WORK REQUEST 1:
Using the text on digital innovation in general practice, decide whether each statement agrees with it: (a) Going digital is estimated to save the NHS up to £5 billion over the next decade. (b) Apps that remind patients to take their medication are already available. (c) Patients with dementia and their carers might worry that technology will mean less human contact. For each, answer yes or no and quote the deciding words.
WORK REQUEST 2:
According to the text on digital innovation in general practice, which basic vital data would significant numbers of patients be prepared to monitor at home?
WORK REQUEST 3:
Continue the text on digital innovation in general practice, starting after its final sentence about medication reminder apps.

── PAGE TEXT ──

Understanding concerns

With any significant innovation, introduction needs to be a managed, and collaborative process, with careful and informed input from innovators, stakeholders and users. The very people designed to benefit most from technological innovation in general practice, the increasing numbers of patients in the older age brackets, may face challenges in understanding and accepting the introduction of new systems and processes.

Older patients may fear being fobbed off with generic advice and a lack of face-to-face contact with their own doctor. They might mistrust technology and be reluctant to track their own vital signs. Many patients with dementia, and their carers, lead isolated lives and might worry that technology will mean less human contact.

With the introduction of digital innovations within the doctor-patient relationship, ensuring patient confidentiality is a continued concern amongst the patient community and an ongoing priority throughout the NHS.

However, research by patient and clinician groups, as well as the experience of innovators such as the Digital Health London Digital pioneers, shows that significant numbers of patients, say they would be prepared to monitor basic vital data, such as blood pressure, heart rate and weight, at home. And as people grow better at using technology to manage long-term conditions, or adopt healthier measures to reduce chances of developing lifestyle-related conditions such as diabetes or heart disease, this could cut GP appointments and reduce acute attendance at A& E.

A Digital Future for General Practice

Health experts are hoping the digital revolution will free up resources and allow people to monitor their own health rather than relying on professionals. It is estimated that going digital will save the NHS up to £5 billion over the next decade. NHS patients with long term illnesses could soon be able to monitor their conditions remotely through high-tech clothing and wearable gadgets which will link directly to their medical records,Wearable technology like Jawbone, Fitbit, Misfit, the Pebble and Apple smartwatches are already able to monitor heart rate, sleeping patterns, steps taken, diet, alcohol intake and running speed.

However companies are also developing health gadgets which can check blood pressure, monitor insulin levels and even pick up neurological conditions by videoing eye movement or depressive symptoms through language used on Twitter feeds. Apps which remind patients to take their medication are also in development.

───
── MATERIAL PROVIDED ──

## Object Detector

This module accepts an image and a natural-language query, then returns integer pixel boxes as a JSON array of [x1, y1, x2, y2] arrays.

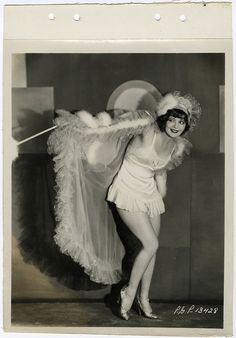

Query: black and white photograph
[[10, 49, 230, 335]]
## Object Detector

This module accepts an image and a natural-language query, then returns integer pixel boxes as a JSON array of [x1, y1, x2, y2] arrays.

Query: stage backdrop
[[12, 54, 224, 301]]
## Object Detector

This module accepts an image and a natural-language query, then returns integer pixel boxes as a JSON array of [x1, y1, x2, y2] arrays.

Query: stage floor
[[12, 301, 223, 329]]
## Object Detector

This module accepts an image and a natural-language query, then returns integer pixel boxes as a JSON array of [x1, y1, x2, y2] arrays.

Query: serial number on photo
[[174, 305, 219, 315]]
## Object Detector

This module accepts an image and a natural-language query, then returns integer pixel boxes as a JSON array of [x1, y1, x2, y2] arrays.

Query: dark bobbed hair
[[157, 108, 190, 135]]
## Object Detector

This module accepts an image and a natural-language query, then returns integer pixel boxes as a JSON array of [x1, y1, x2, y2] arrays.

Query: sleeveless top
[[107, 133, 175, 217]]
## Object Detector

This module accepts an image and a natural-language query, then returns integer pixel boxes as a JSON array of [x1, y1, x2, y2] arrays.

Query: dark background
[[13, 54, 224, 302]]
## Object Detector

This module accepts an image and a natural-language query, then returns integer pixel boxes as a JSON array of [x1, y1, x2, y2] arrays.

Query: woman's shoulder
[[132, 125, 155, 147]]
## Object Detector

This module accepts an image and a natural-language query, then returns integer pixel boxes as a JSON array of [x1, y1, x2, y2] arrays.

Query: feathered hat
[[157, 91, 202, 130]]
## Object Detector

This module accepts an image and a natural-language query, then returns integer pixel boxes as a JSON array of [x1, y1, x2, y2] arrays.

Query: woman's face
[[165, 116, 186, 137]]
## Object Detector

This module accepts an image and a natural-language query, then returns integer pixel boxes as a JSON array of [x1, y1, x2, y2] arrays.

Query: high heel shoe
[[119, 286, 133, 320], [136, 297, 159, 319]]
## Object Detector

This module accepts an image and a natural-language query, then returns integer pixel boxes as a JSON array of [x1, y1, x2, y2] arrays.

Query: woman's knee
[[143, 237, 159, 256]]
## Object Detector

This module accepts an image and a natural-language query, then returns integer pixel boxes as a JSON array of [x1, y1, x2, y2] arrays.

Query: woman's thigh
[[117, 208, 156, 246], [149, 214, 161, 237]]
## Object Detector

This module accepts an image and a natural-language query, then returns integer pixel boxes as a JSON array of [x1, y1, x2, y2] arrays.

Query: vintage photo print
[[1, 3, 232, 336]]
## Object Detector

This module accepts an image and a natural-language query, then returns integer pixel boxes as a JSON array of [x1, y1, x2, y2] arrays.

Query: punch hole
[[73, 14, 80, 21], [154, 13, 161, 21], [48, 13, 56, 20], [179, 14, 187, 22]]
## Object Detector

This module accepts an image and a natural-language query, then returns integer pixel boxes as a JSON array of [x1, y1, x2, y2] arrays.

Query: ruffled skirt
[[107, 181, 165, 217]]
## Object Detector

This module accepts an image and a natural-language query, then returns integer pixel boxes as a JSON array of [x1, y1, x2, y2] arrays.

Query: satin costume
[[48, 110, 190, 284]]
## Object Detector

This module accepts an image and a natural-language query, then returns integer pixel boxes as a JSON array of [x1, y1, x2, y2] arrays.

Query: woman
[[107, 93, 200, 320], [48, 92, 201, 319]]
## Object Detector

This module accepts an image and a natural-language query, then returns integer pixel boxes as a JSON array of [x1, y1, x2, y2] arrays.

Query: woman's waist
[[124, 152, 168, 172]]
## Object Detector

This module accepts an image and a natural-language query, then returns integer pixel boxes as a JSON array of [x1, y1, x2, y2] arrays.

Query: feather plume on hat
[[157, 91, 202, 130]]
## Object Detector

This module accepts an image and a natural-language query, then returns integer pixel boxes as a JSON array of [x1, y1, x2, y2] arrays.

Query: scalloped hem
[[107, 184, 165, 217]]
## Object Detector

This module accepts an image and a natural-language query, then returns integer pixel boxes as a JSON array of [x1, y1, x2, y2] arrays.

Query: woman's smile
[[165, 116, 186, 137]]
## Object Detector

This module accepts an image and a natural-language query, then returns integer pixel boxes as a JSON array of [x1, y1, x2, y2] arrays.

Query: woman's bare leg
[[140, 215, 161, 302], [117, 208, 158, 309]]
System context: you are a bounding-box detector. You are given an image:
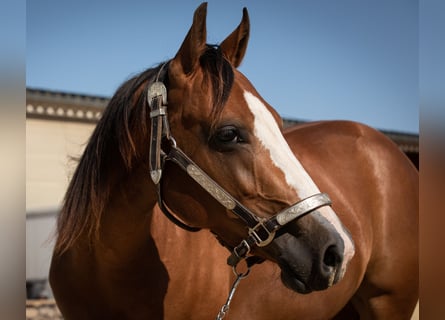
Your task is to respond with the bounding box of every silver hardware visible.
[147,81,167,108]
[150,107,167,118]
[248,222,275,247]
[187,164,236,210]
[216,266,250,320]
[276,193,331,226]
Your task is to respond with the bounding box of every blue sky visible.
[26,0,419,133]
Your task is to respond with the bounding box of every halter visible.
[147,76,331,267]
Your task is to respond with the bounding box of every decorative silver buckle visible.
[249,221,275,247]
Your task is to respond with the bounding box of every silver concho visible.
[147,81,167,108]
[187,164,235,210]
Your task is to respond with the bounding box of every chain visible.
[216,267,250,320]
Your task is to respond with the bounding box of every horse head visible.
[159,3,354,293]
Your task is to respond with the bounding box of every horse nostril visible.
[323,245,343,268]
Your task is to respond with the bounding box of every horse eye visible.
[214,126,242,144]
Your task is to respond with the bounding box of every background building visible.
[26,89,419,298]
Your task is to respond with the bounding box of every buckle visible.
[249,221,275,247]
[233,240,250,259]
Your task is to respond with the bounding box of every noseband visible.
[147,74,331,267]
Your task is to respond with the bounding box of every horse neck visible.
[97,165,157,262]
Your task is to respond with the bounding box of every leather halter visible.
[147,79,331,266]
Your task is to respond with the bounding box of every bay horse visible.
[49,3,418,320]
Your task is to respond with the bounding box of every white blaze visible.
[244,91,354,272]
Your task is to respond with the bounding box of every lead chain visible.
[216,267,250,320]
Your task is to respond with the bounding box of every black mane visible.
[55,45,234,254]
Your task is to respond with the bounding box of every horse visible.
[49,3,418,320]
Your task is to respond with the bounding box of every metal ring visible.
[232,264,250,279]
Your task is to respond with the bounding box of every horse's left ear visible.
[220,8,250,68]
[170,2,207,75]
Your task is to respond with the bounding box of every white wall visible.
[26,118,95,279]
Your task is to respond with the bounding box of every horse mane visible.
[54,45,234,254]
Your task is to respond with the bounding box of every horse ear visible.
[220,8,250,68]
[172,2,207,74]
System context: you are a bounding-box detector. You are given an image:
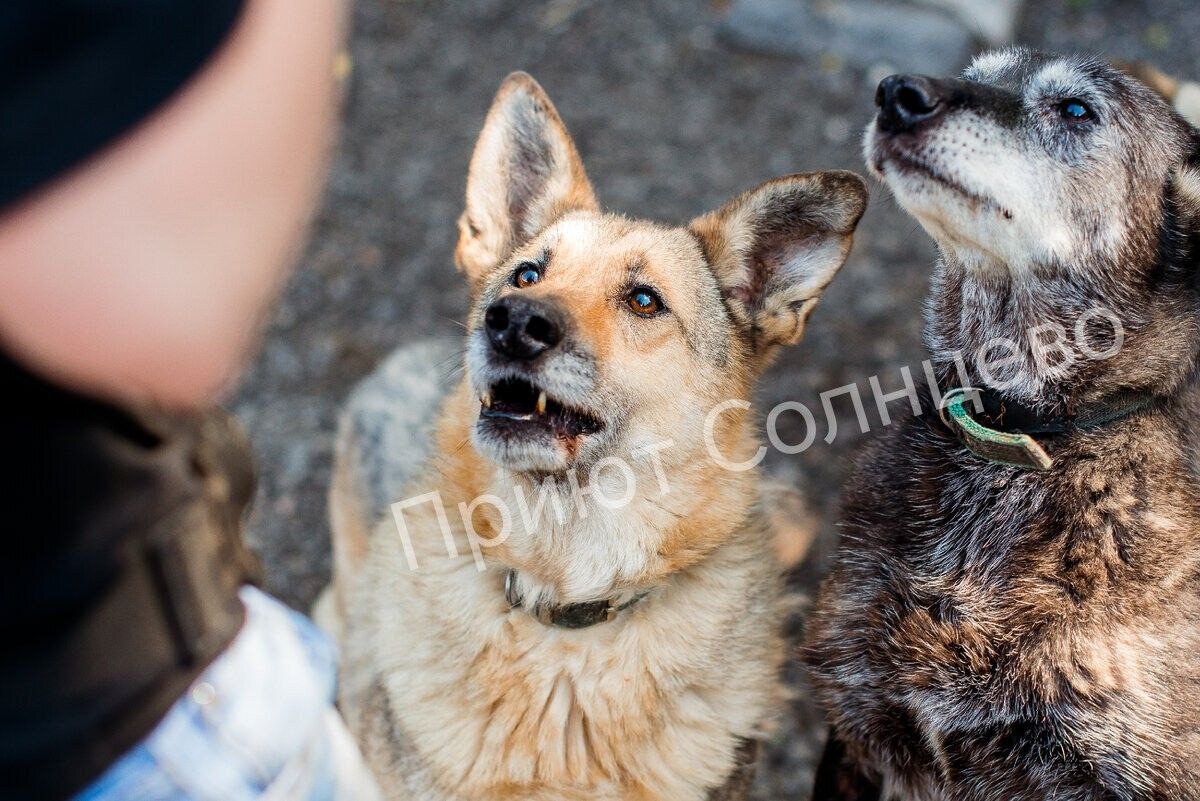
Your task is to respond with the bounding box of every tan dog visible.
[321,74,866,801]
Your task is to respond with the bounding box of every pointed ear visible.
[455,72,596,289]
[1171,130,1200,230]
[690,170,866,350]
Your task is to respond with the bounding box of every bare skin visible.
[0,0,344,408]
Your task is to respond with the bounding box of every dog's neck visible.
[925,252,1198,409]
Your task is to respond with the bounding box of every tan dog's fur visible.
[331,74,865,801]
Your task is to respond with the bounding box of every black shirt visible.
[0,0,251,801]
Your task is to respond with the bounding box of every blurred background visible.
[233,0,1200,800]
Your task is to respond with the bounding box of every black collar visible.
[504,570,649,628]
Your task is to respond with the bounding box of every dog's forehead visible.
[962,47,1118,96]
[542,213,703,277]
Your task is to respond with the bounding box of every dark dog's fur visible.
[805,50,1200,801]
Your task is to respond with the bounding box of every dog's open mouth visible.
[479,379,604,439]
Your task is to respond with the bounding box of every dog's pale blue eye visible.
[512,264,541,289]
[625,287,664,317]
[1058,100,1092,121]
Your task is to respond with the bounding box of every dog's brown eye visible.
[625,287,666,317]
[512,261,541,289]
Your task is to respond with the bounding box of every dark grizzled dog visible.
[805,50,1200,801]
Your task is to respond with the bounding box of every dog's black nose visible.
[875,76,946,133]
[484,297,563,361]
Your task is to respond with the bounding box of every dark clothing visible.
[0,0,242,207]
[0,0,252,801]
[0,355,253,801]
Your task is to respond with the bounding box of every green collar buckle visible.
[938,387,1054,471]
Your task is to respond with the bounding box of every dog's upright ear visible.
[1175,130,1200,221]
[690,170,866,350]
[455,72,596,289]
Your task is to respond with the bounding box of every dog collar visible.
[938,387,1158,471]
[504,570,649,628]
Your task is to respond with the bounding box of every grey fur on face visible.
[805,49,1200,801]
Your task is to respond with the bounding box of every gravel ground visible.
[233,0,1200,800]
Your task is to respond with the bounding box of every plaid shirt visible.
[73,588,379,801]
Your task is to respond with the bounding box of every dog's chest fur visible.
[343,479,781,801]
[806,403,1200,801]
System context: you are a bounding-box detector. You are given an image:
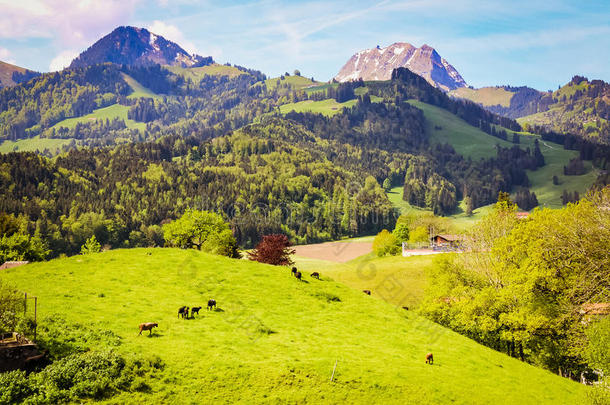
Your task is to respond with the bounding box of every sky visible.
[0,0,610,90]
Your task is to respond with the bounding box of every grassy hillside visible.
[517,78,610,136]
[265,75,322,89]
[404,100,597,208]
[164,63,247,83]
[280,96,382,117]
[0,136,72,153]
[0,249,587,404]
[280,98,356,117]
[295,253,436,310]
[409,100,512,159]
[52,104,146,132]
[449,87,515,107]
[121,73,161,99]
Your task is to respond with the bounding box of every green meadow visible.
[52,104,146,132]
[0,248,587,404]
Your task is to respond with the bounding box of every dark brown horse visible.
[139,322,159,336]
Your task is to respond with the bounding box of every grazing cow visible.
[139,322,159,336]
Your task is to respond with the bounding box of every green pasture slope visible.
[409,100,597,208]
[46,73,161,133]
[52,104,146,132]
[0,249,587,404]
[294,253,438,310]
[164,63,248,83]
[265,75,322,90]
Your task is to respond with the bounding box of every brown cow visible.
[139,322,159,336]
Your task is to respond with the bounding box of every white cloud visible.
[0,0,140,47]
[49,49,79,72]
[0,46,16,65]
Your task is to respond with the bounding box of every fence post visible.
[34,297,38,342]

───

REPLY 1:
(a) Yes: "It is estimated that going digital will save the NHS up to £5 billion over the next decade."
(b) No: "Apps which remind patients to take their medication are also in development."
(c) Yes: "might worry that technology will mean less human contact."

REPLY 2:
Blood pressure, heart rate and weight.

REPLY 3:
People suffering from chronic conditions like asthma, diabetes, heart disease or high blood pressure could be constantly monitored remotely through wearable skins sensors or smartphone apps with data uploaded directly to health records so that problems can be spotted immediately.

Within five years patients across the country are likely to be able to go online and speak to their GP via videolink, order prescriptions or see their entire health record as part of widespread digital revolution of healthcare in Britain.

In its document General Practice Forward View, published last April, NHS England re-iterates that GPs are are the heart of our communities, but are experiencing unprecedented pressure. The Government has committed to an extra £2.4 billion a year to support general practice services by 2020-21, a 14 per cent rise in real terms. Investment will be supplemented by a £500 million “turnaround” package to support GP practices. As well as pledging to find 5,000 more full-time GPs in the next five years, the plan backs greater use of technology, including apps connecting patients to their practice and systems to manage appointments online. It also aims to share records more successfully across teams.

As Digital Health London’s  GP-focussed digital pioneers are already discovering, the combination of face-to-face interaction with patients, integration with healthcare providers at all levels, and optimised communication with each other, together with the wealth of technology and social media innovation in development and already available, are changing the face of General Practice.